WORK INSTRUCTIONS: Reproduce the line that holds "Where can the wooden handle" together with all the lines after it up to the end of the entries.

________________________

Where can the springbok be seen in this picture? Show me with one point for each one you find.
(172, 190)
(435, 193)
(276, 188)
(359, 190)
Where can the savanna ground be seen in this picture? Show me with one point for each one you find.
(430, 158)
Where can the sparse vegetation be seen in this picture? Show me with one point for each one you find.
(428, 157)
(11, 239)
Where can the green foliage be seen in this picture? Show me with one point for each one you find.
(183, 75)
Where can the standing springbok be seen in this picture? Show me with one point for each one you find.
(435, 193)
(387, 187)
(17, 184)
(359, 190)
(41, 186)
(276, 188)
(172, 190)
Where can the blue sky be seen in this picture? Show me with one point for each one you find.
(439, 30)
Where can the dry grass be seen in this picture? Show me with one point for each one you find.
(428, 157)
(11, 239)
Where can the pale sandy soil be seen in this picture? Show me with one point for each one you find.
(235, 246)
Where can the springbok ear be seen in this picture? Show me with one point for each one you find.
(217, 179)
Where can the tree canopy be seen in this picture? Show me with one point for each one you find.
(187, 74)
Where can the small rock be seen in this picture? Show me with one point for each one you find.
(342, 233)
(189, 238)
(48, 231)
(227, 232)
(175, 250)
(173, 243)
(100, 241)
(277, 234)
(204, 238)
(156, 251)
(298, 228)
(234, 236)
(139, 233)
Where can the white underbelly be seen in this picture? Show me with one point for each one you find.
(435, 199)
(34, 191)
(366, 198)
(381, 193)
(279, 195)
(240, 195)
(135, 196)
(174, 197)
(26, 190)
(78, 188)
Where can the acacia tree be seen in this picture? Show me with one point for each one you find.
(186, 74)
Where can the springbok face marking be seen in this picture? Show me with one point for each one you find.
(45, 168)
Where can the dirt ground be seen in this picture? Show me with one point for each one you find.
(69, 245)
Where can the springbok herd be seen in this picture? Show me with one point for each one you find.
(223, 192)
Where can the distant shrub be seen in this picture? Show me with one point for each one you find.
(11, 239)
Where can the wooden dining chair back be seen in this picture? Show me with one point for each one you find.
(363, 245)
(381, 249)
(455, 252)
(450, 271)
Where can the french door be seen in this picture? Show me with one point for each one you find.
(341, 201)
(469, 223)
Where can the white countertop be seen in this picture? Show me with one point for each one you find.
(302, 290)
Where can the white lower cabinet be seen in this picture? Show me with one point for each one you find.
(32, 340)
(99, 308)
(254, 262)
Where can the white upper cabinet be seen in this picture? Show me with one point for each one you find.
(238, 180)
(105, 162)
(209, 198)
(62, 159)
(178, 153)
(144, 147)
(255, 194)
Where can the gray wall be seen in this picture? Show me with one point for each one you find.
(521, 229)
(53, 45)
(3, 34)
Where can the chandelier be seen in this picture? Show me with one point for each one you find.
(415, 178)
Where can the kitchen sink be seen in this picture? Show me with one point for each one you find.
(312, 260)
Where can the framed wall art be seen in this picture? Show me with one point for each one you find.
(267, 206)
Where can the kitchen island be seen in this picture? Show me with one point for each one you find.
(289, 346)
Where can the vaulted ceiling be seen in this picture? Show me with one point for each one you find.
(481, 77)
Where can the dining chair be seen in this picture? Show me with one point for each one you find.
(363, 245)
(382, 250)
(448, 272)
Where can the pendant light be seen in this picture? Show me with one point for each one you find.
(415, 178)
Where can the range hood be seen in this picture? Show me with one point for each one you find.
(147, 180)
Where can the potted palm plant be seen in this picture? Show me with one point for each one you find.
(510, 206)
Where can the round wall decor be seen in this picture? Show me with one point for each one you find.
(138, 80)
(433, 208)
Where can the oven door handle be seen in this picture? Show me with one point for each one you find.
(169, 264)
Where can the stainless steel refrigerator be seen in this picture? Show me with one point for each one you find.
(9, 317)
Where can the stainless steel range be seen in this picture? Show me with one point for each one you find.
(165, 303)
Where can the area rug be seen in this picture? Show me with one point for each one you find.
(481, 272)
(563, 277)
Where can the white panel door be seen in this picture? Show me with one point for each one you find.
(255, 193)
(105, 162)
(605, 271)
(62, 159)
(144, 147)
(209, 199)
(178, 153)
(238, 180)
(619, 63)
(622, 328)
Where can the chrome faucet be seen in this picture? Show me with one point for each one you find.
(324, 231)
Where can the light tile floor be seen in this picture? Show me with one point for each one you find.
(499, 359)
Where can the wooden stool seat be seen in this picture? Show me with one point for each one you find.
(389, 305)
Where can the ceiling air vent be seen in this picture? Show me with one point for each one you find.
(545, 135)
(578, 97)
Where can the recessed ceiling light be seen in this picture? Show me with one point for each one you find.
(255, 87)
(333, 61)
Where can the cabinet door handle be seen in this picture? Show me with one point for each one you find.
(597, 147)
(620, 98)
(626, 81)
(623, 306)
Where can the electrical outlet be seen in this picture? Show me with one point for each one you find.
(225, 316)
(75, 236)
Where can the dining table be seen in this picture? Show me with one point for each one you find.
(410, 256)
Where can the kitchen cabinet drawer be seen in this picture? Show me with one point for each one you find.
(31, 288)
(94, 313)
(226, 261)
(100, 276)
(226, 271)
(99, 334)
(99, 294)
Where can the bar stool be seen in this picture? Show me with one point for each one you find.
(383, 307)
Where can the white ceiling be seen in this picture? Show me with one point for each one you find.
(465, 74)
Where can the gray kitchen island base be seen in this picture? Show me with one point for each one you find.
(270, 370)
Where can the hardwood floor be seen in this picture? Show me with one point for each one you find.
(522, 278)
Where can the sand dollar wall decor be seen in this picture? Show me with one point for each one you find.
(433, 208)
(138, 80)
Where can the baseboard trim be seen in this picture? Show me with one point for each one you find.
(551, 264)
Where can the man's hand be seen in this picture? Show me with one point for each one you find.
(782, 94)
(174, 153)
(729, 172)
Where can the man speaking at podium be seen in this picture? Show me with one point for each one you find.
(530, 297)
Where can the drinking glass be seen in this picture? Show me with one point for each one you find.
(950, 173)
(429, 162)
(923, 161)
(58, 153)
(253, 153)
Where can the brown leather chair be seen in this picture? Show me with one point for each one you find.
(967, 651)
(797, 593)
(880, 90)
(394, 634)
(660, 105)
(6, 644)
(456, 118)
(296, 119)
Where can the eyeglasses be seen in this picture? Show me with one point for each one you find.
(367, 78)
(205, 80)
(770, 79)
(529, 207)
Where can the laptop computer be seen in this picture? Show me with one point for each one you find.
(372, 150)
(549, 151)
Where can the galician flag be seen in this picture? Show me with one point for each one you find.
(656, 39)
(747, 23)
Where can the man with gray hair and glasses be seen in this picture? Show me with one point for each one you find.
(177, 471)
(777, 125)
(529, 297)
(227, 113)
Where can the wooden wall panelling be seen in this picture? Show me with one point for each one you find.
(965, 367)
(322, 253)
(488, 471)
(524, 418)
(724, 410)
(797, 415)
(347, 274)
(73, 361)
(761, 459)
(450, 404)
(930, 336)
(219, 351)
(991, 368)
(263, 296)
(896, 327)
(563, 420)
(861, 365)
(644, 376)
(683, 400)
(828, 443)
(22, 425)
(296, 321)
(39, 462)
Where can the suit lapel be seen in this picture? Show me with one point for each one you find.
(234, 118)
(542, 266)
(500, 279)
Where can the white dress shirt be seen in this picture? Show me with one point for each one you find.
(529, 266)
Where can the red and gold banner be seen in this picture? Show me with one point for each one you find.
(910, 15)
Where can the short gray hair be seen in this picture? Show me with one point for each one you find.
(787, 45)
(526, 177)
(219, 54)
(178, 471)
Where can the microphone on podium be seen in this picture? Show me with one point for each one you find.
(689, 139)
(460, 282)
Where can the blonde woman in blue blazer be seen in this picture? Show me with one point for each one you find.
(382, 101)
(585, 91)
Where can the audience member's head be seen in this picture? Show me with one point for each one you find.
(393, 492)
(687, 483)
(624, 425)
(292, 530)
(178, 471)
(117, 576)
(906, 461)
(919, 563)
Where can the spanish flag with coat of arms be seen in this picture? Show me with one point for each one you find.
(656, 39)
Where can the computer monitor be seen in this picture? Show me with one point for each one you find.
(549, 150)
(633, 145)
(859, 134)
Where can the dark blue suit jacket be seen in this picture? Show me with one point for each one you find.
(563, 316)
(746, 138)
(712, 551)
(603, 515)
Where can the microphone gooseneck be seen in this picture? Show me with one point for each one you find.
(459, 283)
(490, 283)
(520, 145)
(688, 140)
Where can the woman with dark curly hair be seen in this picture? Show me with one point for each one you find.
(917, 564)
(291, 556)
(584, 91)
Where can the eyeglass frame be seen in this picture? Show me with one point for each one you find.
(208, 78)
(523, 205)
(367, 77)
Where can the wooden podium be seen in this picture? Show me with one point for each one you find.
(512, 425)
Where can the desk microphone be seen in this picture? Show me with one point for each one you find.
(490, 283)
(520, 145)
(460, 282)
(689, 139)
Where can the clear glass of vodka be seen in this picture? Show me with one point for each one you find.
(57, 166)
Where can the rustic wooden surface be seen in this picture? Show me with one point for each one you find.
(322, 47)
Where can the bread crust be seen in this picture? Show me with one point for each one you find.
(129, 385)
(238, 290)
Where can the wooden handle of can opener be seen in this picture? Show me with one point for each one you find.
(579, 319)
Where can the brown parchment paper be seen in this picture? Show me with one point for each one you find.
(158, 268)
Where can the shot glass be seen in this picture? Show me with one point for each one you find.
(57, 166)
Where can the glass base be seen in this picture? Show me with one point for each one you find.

________________________

RESULT OF THE TASK:
Where can the wooden handle of can opener be seen in this picture? Show me with one point for each one you find.
(579, 319)
Where can the brown parchment paper be seen in this picture? Show me with one point for each one you find.
(158, 268)
Where can the shot glass be seen in this picture? Show me with one point for each one you find.
(57, 166)
Where can the glass base be seen in this picture? Show me with one point for each one you find.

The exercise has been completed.